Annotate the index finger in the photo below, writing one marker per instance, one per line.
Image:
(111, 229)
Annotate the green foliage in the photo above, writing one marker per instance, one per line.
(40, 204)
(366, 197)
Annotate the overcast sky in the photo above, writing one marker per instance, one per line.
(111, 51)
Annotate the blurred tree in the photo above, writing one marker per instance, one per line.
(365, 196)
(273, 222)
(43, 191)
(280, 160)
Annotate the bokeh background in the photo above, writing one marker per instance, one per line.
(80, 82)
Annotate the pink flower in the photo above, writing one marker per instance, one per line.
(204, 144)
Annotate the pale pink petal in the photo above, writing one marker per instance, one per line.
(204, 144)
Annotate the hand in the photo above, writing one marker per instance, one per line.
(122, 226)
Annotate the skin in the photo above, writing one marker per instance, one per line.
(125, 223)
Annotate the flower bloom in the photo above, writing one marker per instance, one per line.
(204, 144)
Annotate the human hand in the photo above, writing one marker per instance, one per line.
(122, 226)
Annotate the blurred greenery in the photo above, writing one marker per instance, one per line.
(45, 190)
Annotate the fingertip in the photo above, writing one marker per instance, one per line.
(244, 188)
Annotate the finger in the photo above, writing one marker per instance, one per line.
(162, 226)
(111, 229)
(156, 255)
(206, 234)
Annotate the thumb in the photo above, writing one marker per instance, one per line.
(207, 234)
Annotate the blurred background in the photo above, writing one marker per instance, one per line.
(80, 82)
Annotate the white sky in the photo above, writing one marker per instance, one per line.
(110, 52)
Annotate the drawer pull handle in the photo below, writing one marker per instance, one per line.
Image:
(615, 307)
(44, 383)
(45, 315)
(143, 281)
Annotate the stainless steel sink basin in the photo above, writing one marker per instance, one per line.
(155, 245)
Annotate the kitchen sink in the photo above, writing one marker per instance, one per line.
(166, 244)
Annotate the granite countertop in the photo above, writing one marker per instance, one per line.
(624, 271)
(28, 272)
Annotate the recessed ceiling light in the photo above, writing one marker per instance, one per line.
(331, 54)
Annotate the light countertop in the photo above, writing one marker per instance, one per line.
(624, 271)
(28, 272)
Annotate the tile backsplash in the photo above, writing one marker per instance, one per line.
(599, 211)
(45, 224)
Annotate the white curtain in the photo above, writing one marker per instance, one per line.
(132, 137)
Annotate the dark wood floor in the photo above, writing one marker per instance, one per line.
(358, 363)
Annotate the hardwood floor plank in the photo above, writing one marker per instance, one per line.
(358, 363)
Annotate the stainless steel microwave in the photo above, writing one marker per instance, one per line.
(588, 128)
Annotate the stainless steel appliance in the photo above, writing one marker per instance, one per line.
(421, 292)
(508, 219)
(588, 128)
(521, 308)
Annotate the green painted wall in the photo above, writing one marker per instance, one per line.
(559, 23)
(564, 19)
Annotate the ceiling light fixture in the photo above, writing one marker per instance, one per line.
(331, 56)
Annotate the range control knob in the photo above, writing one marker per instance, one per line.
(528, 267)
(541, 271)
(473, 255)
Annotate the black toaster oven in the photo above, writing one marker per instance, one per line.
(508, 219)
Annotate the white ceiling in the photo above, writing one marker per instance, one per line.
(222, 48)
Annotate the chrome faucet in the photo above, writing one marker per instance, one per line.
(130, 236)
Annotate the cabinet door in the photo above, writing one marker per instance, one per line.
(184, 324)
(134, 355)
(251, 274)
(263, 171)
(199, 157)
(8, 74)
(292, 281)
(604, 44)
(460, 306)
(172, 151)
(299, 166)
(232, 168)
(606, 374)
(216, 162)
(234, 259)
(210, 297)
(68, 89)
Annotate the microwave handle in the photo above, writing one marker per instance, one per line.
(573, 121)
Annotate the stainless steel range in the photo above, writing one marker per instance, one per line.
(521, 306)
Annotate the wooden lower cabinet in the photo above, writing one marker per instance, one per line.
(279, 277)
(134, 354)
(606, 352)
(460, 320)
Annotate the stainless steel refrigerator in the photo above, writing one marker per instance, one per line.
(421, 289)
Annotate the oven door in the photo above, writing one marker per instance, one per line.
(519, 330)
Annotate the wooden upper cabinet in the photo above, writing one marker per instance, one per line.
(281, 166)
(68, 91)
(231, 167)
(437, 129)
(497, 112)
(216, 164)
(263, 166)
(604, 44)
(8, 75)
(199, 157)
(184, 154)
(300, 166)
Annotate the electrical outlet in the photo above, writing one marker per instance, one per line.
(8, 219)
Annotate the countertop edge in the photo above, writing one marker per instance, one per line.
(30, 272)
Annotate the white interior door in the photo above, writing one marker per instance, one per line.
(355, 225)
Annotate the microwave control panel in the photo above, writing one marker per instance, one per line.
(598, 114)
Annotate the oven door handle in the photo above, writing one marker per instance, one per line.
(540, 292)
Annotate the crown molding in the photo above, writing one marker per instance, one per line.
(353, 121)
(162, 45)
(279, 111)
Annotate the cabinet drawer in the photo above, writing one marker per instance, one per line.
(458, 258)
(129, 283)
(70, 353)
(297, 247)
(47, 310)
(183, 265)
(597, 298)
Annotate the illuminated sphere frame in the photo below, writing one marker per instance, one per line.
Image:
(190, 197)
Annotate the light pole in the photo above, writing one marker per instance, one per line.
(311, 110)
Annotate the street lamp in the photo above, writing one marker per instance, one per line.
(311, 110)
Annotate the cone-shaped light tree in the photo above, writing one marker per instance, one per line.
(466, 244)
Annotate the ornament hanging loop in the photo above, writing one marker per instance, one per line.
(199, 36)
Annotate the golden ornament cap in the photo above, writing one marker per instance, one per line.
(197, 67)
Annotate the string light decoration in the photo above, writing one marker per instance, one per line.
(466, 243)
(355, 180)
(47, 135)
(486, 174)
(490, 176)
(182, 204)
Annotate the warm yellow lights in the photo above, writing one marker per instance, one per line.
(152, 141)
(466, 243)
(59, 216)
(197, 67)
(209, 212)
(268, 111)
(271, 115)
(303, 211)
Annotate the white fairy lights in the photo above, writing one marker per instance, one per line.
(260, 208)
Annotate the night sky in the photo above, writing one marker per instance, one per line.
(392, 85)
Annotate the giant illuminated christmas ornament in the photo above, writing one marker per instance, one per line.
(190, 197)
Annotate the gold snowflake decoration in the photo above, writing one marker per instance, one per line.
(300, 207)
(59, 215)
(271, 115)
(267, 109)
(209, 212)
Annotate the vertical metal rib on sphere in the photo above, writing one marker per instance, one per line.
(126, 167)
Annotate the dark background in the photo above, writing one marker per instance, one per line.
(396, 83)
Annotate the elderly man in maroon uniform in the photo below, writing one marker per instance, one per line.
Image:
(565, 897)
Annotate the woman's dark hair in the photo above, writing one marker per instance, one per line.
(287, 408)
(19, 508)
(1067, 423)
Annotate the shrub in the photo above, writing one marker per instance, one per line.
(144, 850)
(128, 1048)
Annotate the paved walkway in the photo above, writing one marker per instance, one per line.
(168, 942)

++++++++++

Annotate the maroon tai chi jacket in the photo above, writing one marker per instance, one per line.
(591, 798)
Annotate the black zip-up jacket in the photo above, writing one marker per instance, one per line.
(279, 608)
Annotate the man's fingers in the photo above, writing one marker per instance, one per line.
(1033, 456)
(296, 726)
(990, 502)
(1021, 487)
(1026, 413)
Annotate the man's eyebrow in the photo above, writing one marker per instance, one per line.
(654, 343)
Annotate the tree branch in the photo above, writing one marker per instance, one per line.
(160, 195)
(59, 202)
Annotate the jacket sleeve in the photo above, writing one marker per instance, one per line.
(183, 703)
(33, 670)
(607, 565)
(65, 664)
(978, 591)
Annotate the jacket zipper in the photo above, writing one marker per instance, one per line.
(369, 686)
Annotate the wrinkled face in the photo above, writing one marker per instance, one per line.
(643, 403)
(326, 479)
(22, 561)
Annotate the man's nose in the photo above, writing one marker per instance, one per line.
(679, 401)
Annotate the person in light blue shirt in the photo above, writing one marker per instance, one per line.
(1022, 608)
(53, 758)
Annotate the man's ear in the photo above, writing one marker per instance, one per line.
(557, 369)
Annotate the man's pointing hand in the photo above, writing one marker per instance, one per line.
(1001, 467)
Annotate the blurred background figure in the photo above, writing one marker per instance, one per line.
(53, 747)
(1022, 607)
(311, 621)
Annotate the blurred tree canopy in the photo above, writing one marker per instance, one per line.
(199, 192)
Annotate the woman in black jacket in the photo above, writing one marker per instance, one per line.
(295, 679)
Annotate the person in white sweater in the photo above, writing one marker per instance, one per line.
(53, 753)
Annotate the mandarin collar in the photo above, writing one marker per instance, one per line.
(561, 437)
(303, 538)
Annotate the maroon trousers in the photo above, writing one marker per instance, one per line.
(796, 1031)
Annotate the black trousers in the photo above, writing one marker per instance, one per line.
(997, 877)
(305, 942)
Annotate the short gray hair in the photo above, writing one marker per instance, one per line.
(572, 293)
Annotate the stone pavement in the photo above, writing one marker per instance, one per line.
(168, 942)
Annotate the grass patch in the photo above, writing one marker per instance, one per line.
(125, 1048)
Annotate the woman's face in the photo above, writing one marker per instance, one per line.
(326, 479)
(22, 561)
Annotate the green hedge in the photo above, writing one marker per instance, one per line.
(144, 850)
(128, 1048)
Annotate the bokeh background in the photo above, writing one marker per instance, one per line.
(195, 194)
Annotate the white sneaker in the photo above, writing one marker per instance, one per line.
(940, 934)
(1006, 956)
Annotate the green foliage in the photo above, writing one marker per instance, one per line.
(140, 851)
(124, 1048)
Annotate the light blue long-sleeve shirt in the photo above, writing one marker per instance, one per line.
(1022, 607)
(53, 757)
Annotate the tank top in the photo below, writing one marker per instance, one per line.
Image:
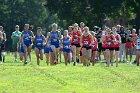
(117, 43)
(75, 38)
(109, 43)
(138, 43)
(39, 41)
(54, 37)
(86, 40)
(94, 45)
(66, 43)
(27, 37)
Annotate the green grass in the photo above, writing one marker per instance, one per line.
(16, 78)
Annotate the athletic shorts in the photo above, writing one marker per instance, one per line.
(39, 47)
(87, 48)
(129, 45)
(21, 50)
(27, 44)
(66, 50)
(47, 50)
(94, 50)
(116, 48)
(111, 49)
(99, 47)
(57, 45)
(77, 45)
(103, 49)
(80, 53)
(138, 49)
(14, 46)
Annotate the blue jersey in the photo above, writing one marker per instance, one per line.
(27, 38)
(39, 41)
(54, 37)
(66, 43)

++++++++++

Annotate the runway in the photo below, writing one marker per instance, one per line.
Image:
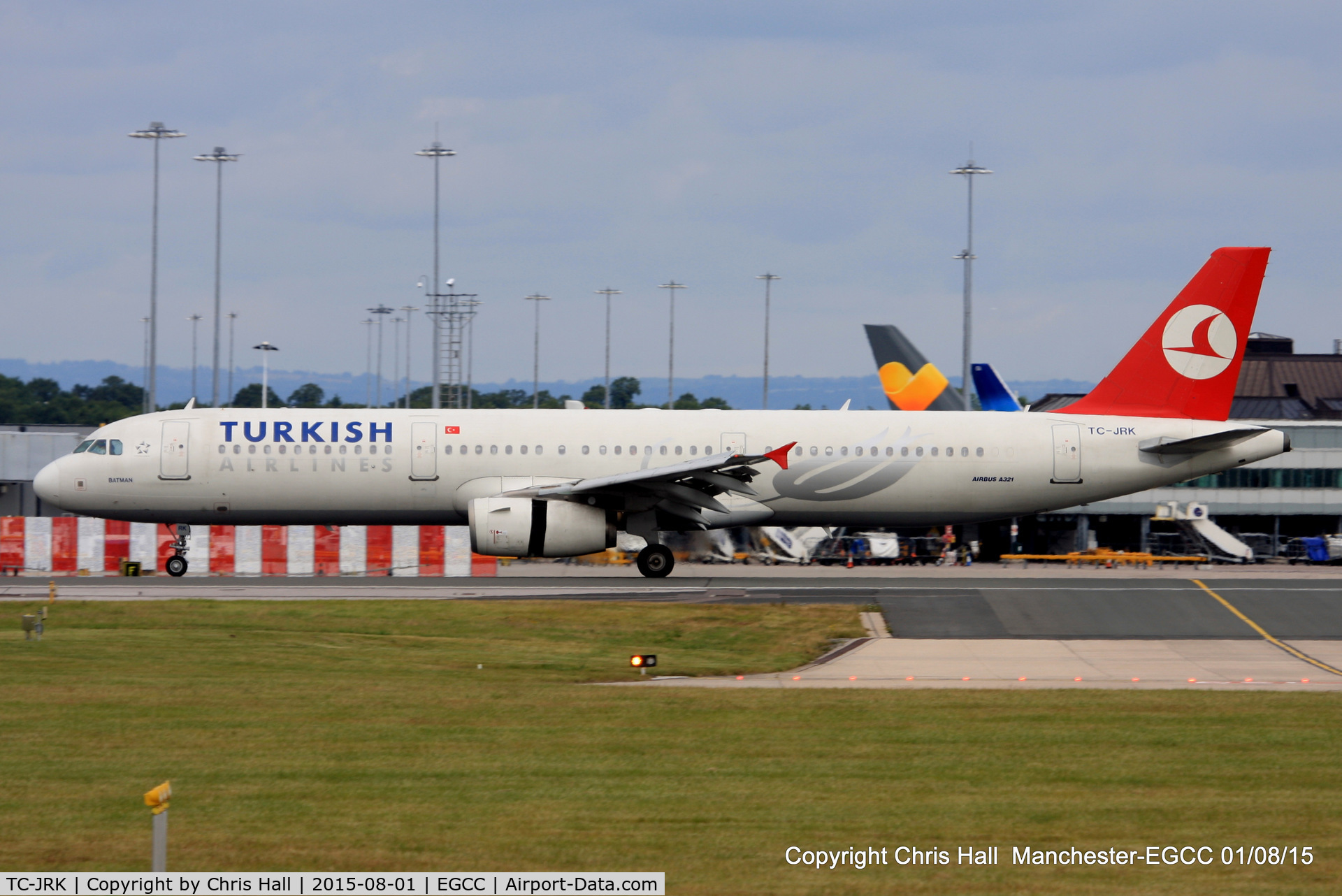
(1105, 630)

++++++++++

Throughout the material above, find every line holding "below" and copy it.

Annotate the index finger in the photo below, writing one marker per instance, one per line.
Annotate the drawer pull handle in the photo below, writing one marker per instance, one per line.
Annotate the illuminated sphere frame in the photo below, writing one marker per instance, one per line.
Annotate the elderly man in maroon uniform in the photo below, writing one marker per instance, one per line.
Annotate the tank top in the photo below, writing one marker per instance, one per line.
Annotate the runway in the photo below, writing one marker per instance, one per line.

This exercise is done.